The data below holds a line containing "Target = white cumulus cloud" and a line containing "Target = rolling green hill"; please quote exactly those two lines and every line between them, and nothing else.
***** SUPPLIED RECORDS *****
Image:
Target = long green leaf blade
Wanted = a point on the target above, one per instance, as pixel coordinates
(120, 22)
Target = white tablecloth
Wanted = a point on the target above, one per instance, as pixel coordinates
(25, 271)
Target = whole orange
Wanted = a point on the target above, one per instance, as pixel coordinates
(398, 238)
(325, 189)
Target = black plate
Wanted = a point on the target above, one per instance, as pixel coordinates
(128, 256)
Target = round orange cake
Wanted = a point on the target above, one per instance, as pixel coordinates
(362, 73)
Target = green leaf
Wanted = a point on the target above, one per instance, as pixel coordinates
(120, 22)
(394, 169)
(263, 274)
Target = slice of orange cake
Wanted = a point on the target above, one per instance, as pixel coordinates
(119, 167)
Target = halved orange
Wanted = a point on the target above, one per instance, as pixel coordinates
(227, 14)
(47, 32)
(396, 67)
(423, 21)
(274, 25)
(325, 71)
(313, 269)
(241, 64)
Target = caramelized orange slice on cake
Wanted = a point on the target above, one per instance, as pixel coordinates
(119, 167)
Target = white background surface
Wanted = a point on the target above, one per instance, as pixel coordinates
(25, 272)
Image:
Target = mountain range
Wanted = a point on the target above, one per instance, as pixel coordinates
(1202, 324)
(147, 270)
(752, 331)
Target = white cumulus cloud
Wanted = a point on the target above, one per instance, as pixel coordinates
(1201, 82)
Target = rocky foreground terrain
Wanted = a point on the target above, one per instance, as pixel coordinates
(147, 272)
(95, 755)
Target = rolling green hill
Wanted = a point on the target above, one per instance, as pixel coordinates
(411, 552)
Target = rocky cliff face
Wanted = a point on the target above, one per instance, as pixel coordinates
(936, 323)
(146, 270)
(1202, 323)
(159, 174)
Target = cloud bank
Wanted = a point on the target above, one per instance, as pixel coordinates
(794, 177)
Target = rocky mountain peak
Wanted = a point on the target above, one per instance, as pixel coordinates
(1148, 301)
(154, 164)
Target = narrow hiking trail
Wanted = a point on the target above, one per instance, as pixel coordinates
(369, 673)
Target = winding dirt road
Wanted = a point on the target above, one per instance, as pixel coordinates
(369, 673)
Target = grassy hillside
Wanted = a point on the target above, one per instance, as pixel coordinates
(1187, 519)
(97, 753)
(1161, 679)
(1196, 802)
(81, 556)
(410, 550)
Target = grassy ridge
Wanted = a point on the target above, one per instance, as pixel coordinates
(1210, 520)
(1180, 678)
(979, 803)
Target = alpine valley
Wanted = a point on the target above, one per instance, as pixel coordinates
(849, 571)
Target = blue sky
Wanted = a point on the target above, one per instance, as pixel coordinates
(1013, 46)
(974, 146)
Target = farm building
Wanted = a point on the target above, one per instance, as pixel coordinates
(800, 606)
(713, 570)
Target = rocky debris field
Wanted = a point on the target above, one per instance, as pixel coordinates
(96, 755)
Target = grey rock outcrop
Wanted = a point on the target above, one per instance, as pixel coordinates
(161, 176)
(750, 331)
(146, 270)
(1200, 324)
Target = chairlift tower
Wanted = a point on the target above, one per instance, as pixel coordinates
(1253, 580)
*****
WRITTEN RESPONSE |
Target = white cumulus cloud
Wanted = a point on the target above, one per instance, as pixel coordinates
(1201, 82)
Target = rocky foreground terrain
Wanted = a point on the target above, one per instance, as pixel coordinates
(147, 272)
(95, 755)
Target = rolling green hill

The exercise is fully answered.